** TEXT SECTION follows **

LLMs can be fooled into breaking their own safety rules by anyone with a passing familiarity with the sort of ASCII art featured in 1980s tech-based movies like Wargames, according to US-based security researchers.
ASCII art consists of pictures pieced together from the 95 printable (from a total of 128) characters defined by the ASCII Standard from 1963. Think some of the screen images in 1983's Wargames or Tron. In this particular jailbreak, the text based art is used to "mask" prompts that would otherwise be flagged by the LLMs safety fine-tuning.
The researchers, from a quartet of US universities, have developed the "ArtPrompt" jailbreak which focuses on the words within a given prompt that may trigger rejections from an LLM's safety systems. It produces a set of cloaked prompts by visually encoding the identified words using ASCII art. These cloaked prompts can be used to induce the unsafe behaviors from the victim LLM.
The researchers have tested this jailbreak within five leading LLMs, GPT-3.5, GPT-4, Gemini, Claude, and Llama2 and shown that all of them struggle to recognise prompts which are disguised as ASCII art.
The jailbreak only requires black-box access to the LLMs, and can "effectively and efficiently induce undesired behaviors" from all five models tested. The researchers state that this is a vulnerability that arises because current defenses within LLMs are semantics based.
See also: Dell COO: AI will move to the data
Meanwhile, a team of researchers from Meta, UCL, and Oxford, have outlined a method to strengthen safeguards within LLMs by "rainbow teaming", which focuses on the robustness on the semantic end itself.

** End of TEXT SECTION **

* [EXERCISE INSTRUCTIONS]:
[a] Condense the paragraph of the ASCII art jailbreak article that begins "The researchers, from a quartet of US universities" into a short bulleted list, keeping its main facts.
[b] Please carry the ASCII art jailbreak article forward from its final sentence.
The material is not needed here.

** DATA LISTING follows **

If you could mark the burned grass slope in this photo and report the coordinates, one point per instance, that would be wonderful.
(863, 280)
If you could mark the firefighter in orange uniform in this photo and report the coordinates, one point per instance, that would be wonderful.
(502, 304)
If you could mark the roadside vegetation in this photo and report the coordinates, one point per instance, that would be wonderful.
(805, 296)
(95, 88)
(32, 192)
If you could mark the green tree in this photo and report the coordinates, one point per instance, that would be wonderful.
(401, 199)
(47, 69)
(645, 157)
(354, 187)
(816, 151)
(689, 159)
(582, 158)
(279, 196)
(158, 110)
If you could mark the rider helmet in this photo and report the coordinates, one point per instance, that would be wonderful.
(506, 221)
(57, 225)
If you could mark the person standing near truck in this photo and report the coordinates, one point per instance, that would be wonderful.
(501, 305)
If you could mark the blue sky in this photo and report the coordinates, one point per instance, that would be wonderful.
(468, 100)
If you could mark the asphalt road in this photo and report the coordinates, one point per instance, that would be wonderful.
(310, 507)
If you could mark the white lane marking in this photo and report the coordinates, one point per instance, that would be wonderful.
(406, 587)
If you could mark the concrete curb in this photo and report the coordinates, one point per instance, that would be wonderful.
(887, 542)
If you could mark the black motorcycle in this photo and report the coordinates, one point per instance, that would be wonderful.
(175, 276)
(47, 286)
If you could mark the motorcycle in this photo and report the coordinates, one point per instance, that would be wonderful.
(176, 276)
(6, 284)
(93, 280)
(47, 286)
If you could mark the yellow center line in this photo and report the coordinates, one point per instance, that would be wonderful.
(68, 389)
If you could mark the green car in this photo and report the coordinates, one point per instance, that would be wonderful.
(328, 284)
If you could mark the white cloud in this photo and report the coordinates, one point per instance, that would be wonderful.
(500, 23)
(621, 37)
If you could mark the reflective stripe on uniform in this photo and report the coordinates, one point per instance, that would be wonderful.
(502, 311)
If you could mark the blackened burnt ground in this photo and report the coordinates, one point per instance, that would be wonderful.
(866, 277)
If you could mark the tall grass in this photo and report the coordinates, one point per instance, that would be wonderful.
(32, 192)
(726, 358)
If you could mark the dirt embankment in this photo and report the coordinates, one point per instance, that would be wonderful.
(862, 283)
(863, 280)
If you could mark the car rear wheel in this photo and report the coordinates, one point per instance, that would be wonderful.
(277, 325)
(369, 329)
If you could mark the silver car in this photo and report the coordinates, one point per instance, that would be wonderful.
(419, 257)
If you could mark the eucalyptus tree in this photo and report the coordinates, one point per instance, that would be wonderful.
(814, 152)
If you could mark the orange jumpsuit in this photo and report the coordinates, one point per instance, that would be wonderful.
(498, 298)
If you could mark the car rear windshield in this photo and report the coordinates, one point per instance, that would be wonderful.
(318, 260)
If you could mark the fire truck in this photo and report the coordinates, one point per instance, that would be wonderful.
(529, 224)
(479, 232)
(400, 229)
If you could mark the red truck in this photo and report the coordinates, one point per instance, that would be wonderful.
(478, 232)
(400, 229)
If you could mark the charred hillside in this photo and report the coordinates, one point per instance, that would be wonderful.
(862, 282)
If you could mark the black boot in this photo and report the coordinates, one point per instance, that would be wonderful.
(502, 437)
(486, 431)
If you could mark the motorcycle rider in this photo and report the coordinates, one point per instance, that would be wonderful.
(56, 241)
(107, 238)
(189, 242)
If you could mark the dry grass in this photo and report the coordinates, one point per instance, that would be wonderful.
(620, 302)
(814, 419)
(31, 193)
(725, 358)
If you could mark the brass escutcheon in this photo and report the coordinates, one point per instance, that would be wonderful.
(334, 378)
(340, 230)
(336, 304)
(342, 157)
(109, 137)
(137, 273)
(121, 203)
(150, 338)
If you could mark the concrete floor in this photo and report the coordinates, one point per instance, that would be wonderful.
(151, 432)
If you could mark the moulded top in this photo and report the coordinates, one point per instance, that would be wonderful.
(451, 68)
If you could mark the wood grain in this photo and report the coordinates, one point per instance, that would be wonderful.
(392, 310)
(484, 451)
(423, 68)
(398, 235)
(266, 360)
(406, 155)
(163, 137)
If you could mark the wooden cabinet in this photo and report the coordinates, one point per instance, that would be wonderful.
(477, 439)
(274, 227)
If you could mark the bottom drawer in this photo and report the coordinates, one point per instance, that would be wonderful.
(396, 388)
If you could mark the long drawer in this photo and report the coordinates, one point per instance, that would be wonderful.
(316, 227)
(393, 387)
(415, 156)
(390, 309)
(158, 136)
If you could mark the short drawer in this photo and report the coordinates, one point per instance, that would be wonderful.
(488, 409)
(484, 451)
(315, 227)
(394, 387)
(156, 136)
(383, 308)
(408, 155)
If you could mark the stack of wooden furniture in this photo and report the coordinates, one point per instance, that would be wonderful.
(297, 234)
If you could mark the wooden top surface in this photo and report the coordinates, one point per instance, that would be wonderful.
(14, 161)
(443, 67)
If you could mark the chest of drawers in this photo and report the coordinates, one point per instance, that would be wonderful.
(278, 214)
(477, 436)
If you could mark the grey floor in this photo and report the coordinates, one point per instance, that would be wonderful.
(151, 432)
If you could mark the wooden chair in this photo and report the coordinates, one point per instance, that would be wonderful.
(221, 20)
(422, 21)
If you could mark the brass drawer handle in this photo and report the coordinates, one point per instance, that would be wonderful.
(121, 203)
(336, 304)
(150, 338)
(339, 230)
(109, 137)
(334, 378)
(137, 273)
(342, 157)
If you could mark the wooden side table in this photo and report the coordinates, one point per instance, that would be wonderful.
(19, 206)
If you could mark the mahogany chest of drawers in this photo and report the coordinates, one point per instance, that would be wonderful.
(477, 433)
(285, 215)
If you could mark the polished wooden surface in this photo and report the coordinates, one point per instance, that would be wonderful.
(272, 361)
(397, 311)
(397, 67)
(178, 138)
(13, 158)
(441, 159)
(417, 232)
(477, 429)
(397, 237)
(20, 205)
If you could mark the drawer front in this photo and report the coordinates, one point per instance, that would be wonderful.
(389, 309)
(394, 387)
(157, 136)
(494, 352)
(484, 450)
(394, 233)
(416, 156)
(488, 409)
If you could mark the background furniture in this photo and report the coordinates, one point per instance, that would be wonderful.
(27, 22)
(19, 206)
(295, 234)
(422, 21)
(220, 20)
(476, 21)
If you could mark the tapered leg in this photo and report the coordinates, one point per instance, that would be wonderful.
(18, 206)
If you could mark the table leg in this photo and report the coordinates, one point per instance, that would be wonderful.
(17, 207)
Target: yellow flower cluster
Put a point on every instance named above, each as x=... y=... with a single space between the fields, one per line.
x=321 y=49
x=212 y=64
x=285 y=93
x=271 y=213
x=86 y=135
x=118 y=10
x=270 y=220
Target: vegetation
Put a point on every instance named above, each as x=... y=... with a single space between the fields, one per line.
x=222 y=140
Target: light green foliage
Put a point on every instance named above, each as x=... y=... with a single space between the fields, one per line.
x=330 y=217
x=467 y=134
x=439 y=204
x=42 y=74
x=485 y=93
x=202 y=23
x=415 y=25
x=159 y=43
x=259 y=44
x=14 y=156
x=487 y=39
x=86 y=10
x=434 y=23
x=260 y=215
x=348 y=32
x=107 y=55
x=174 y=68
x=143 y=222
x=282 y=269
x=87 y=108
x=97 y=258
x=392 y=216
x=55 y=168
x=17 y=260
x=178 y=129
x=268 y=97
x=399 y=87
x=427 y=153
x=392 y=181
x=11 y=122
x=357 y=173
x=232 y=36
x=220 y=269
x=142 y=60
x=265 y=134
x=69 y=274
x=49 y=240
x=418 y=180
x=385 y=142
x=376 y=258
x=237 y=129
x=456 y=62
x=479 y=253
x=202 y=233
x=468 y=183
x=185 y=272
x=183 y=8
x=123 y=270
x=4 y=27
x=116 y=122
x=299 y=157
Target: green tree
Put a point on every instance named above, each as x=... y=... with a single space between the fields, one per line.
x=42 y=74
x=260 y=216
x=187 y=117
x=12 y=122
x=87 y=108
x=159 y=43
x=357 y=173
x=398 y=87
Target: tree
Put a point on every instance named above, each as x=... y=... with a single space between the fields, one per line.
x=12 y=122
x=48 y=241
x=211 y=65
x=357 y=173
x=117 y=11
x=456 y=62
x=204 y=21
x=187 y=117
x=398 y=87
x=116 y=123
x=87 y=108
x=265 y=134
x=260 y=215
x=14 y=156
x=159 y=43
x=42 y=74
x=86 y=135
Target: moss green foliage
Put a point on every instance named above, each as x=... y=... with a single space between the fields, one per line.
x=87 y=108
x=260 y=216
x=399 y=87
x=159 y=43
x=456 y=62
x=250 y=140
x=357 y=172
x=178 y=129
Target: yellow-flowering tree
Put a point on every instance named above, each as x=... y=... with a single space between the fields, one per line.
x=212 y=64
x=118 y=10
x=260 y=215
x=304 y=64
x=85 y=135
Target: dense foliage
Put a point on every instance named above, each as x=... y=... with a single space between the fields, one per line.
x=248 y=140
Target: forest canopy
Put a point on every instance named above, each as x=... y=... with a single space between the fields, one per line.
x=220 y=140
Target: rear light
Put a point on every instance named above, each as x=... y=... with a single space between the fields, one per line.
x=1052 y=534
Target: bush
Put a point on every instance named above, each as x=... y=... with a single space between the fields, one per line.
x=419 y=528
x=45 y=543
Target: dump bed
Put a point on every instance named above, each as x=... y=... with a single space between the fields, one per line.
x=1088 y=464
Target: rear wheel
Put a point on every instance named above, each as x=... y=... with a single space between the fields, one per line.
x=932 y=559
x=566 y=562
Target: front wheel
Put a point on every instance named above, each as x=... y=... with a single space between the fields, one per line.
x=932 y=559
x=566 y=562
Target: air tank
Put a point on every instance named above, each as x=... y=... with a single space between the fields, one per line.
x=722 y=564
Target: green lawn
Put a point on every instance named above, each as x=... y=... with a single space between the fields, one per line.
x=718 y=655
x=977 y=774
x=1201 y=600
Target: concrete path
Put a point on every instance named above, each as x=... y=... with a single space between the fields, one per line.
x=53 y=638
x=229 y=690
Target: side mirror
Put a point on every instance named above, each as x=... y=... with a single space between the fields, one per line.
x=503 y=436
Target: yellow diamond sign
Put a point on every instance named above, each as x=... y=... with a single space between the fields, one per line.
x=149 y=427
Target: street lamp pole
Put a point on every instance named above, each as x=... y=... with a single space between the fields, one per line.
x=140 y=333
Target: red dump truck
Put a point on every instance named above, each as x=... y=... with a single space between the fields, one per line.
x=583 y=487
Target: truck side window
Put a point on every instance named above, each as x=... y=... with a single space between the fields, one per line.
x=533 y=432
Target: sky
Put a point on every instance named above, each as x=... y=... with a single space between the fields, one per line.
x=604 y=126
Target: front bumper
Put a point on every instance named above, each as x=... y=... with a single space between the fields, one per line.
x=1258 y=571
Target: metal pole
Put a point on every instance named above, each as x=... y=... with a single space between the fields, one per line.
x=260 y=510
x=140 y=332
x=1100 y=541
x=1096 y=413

** End of DATA LISTING **

* [SOLVED PROBLEMS]:
[a]
- Researchers from four US universities built the "ArtPrompt" jailbreak.
- It targets words in a prompt that may trigger rejections from an LLM's safety systems.
- It produces cloaked prompts by visually encoding those words in ASCII art.
- These cloaked prompts can induce unsafe behaviors from the victim LLM.

[b]
The paper sees adversarial prompt generation as a quality-diversity problem. In turn, it uses open-ended search to generate prompts that can uncover a model's vulnerabilities across a broad range of domains including safety, question answering, and cybersecurity.
This method employs an evolutionary search framework, termed as "Quality-Diversity" in order to generate adversarial prompts that can get past the LLMs safeguards.
According to the paper, implementing Rainbow Teaming requires three essential building blocks: 1) A set of feature descriptors that specify the dimensions of diversity (e.g., “Risk Category” or “Attack Style”); 2) A mutation operator to evolve adversarial prompts and 3) a preference model that ranks adversarial prompts based on their effectiveness.
The Rainbow Teaming framework so far has only been tested on the Llama-2 Chat model, with a 90% attack success rate across Model sizes, according to the researchers.
Both these research papers focus on the robustness of generative AI safeguards, and the forms jailbreaking LLMs can take. As the scale and scope of the models grows, prevention against adversarial prompts clearly needs to grow up too.